== WHAT THE TASK REQUIRES ==
All of the entries need to be repeated exactly. Leave nothing out.
◆ ◆ ◆
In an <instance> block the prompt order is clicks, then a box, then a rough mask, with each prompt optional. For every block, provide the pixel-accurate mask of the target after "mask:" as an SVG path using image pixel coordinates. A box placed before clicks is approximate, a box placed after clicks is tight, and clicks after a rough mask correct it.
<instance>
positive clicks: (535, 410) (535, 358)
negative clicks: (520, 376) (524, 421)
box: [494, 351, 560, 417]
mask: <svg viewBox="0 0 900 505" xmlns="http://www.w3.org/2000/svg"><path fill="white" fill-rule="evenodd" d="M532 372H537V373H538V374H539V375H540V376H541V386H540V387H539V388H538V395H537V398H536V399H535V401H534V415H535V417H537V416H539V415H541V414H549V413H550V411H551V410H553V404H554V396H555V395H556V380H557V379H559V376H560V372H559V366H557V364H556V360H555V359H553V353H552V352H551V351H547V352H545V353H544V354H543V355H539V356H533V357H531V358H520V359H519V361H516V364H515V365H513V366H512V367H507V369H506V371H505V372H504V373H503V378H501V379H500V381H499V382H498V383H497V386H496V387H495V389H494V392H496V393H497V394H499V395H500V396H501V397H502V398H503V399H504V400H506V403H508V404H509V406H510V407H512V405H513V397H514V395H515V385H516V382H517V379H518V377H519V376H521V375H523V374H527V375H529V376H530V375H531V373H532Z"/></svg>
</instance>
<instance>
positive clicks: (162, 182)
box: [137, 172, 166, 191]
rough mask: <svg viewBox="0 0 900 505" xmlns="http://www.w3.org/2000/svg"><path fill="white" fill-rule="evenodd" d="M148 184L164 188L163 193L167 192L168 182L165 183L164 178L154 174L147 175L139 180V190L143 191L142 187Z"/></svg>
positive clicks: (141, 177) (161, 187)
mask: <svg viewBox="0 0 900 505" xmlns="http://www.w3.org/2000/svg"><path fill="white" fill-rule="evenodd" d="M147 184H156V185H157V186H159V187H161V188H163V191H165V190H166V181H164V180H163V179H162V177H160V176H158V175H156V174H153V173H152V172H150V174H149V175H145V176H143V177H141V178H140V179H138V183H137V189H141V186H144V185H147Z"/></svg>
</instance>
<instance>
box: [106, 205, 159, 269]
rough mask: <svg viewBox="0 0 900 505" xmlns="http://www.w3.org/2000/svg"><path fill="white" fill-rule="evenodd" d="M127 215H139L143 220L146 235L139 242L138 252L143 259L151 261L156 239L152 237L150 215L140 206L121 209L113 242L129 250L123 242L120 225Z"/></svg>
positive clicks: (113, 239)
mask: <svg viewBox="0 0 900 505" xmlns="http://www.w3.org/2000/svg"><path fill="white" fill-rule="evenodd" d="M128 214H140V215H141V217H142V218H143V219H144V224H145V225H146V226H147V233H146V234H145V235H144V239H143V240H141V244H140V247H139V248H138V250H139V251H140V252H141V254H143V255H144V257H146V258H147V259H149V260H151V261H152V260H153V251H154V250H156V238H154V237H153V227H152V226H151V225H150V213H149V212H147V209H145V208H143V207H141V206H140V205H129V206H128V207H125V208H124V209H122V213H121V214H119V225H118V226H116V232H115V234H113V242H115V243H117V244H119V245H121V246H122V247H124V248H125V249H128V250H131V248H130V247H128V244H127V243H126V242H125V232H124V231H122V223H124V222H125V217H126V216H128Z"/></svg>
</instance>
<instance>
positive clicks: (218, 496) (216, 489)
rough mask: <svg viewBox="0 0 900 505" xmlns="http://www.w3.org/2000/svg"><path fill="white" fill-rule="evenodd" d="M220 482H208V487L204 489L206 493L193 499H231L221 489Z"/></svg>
◆ ◆ ◆
== ANSWER BELOW ==
In an <instance> block the prompt order is clicks, then a box, then a rough mask, with each prompt optional. For every block, provide the pixel-accurate mask of the target after "mask:" as an SVG path using image pixel coordinates. A box placed before clicks is approximate, a box placed after clicks is tight, and clicks after a rough mask correct it.
<instance>
positive clicks: (535, 410) (535, 358)
negative clicks: (520, 376) (524, 421)
box: [494, 351, 560, 417]
mask: <svg viewBox="0 0 900 505" xmlns="http://www.w3.org/2000/svg"><path fill="white" fill-rule="evenodd" d="M532 372H537V373H538V374H539V375H540V376H541V386H540V387H539V388H538V395H537V398H536V399H535V401H534V415H535V417H537V416H539V415H541V414H549V413H550V411H551V410H553V404H554V396H555V395H556V380H557V379H559V376H560V372H559V366H557V364H556V360H555V359H553V353H552V352H551V351H547V352H545V353H544V354H543V355H539V356H533V357H531V358H520V359H519V361H516V364H515V365H513V366H512V367H507V369H506V371H505V372H504V373H503V378H501V379H500V381H499V382H498V383H497V386H496V387H495V389H494V392H496V393H497V394H499V395H500V396H501V397H502V398H503V399H504V400H506V403H508V404H509V406H510V407H512V405H513V397H514V395H515V385H516V382H517V379H518V377H519V376H521V375H523V374H527V375H529V376H530V375H531V373H532Z"/></svg>
</instance>
<instance>
positive clicks: (162, 182)
box: [137, 172, 166, 191]
rough mask: <svg viewBox="0 0 900 505" xmlns="http://www.w3.org/2000/svg"><path fill="white" fill-rule="evenodd" d="M148 184L164 188L163 193L167 192L168 182L165 183L164 178L154 174L147 175L139 180V190L143 191L142 187Z"/></svg>
positive clicks: (141, 177) (161, 187)
mask: <svg viewBox="0 0 900 505" xmlns="http://www.w3.org/2000/svg"><path fill="white" fill-rule="evenodd" d="M147 184H156V185H157V186H159V187H161V188H163V191H165V190H166V181H164V180H163V179H162V177H160V176H158V175H156V174H153V173H152V172H150V174H149V175H145V176H143V177H141V178H140V179H138V183H137V189H141V186H144V185H147Z"/></svg>
</instance>
<instance>
box: [106, 205, 159, 269]
rough mask: <svg viewBox="0 0 900 505" xmlns="http://www.w3.org/2000/svg"><path fill="white" fill-rule="evenodd" d="M127 215H139L143 220L146 235L139 242L138 252L143 259L151 261L156 239L152 237L150 215L140 206L121 209L113 242L129 250L123 242L120 225Z"/></svg>
positive clicks: (113, 239)
mask: <svg viewBox="0 0 900 505" xmlns="http://www.w3.org/2000/svg"><path fill="white" fill-rule="evenodd" d="M128 214H140V215H141V217H142V218H143V219H144V224H145V225H146V226H147V233H146V234H145V235H144V239H143V240H141V244H140V247H139V248H138V250H139V251H140V252H141V254H143V255H144V257H146V258H147V259H149V260H151V261H152V260H153V251H154V250H156V238H154V237H153V227H152V226H151V225H150V213H149V212H147V209H145V208H143V207H141V206H140V205H129V206H128V207H125V208H124V209H122V213H121V214H119V225H118V226H116V232H115V234H113V242H115V243H117V244H119V245H121V246H122V247H124V248H125V249H128V250H131V248H130V247H128V244H127V243H126V242H125V232H124V231H122V223H124V222H125V217H126V216H128Z"/></svg>
</instance>
<instance>
positive clicks: (218, 496) (216, 489)
rough mask: <svg viewBox="0 0 900 505" xmlns="http://www.w3.org/2000/svg"><path fill="white" fill-rule="evenodd" d="M220 482H208V487L204 489L206 493L193 499H231L221 489Z"/></svg>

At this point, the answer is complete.